## [The task]
Lay out everything from the line containing "the woman's leg" down to the end of the data below as a JSON list of strings, one string per line, skipping any blank lines.

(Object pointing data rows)
********************
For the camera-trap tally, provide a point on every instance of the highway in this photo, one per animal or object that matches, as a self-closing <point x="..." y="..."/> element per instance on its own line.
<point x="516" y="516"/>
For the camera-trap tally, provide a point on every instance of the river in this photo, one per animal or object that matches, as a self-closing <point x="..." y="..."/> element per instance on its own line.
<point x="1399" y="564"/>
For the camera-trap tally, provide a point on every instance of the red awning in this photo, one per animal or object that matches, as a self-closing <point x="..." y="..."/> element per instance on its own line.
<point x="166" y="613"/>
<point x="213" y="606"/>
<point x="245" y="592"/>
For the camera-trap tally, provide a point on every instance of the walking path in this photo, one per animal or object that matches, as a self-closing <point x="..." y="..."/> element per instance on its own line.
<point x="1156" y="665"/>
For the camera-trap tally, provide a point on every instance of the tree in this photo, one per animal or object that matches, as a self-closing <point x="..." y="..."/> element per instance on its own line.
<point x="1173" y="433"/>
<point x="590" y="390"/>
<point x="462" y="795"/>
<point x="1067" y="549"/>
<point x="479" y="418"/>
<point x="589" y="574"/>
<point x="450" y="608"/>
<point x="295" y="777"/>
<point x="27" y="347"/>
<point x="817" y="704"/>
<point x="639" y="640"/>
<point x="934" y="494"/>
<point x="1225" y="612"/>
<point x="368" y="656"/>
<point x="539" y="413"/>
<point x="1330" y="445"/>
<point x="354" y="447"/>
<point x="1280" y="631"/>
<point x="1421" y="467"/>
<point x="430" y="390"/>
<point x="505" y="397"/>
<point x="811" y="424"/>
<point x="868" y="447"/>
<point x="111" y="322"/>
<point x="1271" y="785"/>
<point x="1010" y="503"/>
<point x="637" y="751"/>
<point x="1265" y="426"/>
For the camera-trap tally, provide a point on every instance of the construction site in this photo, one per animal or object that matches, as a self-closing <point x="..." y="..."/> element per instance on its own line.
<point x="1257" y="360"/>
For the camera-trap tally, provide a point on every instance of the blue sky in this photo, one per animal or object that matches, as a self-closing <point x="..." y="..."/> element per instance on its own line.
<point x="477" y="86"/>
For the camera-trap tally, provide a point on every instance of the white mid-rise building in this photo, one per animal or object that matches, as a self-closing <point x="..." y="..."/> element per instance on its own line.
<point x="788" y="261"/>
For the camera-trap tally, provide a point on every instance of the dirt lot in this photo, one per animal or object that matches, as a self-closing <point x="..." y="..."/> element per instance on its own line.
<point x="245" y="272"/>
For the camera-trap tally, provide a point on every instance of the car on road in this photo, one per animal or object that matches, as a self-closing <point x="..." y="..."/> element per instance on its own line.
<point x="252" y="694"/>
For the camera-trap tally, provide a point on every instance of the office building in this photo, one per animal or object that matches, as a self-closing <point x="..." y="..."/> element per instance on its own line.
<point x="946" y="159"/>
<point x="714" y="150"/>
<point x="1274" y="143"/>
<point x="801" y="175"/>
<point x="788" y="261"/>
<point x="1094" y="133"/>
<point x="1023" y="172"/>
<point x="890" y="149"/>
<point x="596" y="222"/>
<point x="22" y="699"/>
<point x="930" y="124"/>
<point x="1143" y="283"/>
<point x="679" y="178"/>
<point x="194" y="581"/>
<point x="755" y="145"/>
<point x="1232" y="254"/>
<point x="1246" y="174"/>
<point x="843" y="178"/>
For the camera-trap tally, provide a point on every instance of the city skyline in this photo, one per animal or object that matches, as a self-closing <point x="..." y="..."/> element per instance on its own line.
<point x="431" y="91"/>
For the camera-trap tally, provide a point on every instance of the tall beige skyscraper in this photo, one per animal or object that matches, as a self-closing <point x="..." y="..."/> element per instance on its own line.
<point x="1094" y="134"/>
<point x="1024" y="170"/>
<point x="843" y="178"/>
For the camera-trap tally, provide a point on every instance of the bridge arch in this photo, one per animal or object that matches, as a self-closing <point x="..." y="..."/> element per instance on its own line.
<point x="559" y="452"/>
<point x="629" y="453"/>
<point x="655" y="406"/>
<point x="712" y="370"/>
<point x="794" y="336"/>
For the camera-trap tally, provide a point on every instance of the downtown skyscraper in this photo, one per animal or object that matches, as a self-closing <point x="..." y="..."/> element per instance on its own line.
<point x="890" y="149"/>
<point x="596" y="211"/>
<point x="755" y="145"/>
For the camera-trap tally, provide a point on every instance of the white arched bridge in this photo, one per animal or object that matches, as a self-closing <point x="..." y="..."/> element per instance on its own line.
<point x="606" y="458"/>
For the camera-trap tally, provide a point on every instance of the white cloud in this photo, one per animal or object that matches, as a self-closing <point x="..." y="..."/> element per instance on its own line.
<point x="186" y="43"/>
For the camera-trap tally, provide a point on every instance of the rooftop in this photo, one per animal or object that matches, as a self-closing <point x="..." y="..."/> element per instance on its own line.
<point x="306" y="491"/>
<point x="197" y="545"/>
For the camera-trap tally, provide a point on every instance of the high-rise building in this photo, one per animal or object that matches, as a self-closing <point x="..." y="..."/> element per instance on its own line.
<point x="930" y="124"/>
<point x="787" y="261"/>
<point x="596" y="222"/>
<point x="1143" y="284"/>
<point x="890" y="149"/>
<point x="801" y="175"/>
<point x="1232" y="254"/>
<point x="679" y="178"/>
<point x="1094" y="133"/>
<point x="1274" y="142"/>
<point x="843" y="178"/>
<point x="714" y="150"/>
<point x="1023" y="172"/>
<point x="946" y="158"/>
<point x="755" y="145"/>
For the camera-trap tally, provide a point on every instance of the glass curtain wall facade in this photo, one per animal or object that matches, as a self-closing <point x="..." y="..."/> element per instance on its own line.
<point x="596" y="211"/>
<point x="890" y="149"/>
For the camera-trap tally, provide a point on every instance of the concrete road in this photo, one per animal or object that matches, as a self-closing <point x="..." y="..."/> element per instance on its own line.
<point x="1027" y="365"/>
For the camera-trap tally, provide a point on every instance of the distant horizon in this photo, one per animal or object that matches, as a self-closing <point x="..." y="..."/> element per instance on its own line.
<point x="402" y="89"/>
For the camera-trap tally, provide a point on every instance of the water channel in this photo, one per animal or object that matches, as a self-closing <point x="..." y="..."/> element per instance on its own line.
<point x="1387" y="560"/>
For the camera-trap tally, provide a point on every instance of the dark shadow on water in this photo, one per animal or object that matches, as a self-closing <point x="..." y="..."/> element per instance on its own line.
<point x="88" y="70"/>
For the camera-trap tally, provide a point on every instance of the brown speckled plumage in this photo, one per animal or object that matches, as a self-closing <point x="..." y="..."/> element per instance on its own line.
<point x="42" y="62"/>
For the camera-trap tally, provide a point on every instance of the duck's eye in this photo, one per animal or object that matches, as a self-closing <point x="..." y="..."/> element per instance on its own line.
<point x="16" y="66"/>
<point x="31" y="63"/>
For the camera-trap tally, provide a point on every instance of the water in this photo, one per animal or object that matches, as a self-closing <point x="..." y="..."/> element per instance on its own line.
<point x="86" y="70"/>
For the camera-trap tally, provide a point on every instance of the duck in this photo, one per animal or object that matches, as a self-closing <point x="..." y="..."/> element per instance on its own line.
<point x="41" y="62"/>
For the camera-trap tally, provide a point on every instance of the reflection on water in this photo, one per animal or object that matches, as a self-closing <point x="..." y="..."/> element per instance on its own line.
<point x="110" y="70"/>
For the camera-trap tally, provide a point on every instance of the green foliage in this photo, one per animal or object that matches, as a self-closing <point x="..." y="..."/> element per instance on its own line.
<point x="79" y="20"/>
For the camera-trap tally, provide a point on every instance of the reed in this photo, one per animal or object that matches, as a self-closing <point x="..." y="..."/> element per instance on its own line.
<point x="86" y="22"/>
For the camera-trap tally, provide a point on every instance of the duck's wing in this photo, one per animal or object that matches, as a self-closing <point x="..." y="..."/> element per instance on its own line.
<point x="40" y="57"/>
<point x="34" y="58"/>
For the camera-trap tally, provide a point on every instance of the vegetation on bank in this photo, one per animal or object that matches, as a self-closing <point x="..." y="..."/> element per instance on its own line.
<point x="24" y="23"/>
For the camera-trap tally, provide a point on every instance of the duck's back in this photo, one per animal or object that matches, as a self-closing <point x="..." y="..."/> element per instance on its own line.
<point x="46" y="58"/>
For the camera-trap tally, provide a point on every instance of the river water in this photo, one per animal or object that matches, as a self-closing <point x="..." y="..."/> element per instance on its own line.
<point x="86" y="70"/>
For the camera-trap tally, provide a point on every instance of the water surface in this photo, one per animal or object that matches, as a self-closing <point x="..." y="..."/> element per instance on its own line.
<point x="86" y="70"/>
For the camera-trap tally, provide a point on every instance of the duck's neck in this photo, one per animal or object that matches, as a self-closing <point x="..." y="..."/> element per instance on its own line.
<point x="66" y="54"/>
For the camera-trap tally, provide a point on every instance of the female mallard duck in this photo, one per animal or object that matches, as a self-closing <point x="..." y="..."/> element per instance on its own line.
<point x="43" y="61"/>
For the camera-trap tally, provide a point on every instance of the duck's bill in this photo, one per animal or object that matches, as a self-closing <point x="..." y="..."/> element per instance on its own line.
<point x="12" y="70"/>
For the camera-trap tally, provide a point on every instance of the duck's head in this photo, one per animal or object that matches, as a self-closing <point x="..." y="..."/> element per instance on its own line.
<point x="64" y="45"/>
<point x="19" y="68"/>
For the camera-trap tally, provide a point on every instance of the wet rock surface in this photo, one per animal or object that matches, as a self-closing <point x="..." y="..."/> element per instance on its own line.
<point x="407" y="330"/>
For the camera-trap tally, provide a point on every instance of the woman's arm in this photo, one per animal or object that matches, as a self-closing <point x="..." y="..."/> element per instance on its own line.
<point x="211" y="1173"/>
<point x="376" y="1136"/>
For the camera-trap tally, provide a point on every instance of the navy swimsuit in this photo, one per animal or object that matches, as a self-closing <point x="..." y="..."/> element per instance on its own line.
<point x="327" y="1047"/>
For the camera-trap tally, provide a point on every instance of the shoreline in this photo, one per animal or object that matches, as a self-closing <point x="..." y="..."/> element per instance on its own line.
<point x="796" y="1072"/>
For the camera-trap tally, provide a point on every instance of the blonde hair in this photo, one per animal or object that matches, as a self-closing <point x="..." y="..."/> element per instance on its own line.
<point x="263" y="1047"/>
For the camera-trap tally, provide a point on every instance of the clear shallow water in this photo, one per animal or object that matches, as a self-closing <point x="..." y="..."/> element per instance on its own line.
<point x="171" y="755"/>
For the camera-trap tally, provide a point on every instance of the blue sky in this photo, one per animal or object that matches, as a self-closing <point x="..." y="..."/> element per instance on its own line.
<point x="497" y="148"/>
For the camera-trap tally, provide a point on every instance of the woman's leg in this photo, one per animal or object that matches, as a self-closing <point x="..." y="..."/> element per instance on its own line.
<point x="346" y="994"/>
********************
## [Solution to this task]
[
  "For the camera-trap tally, provide a point on every instance of the woman's leg in this photo, one per animal or object that matches, as a self-closing <point x=\"...\" y=\"...\"/> element per instance on its own line.",
  "<point x=\"346\" y=\"994\"/>"
]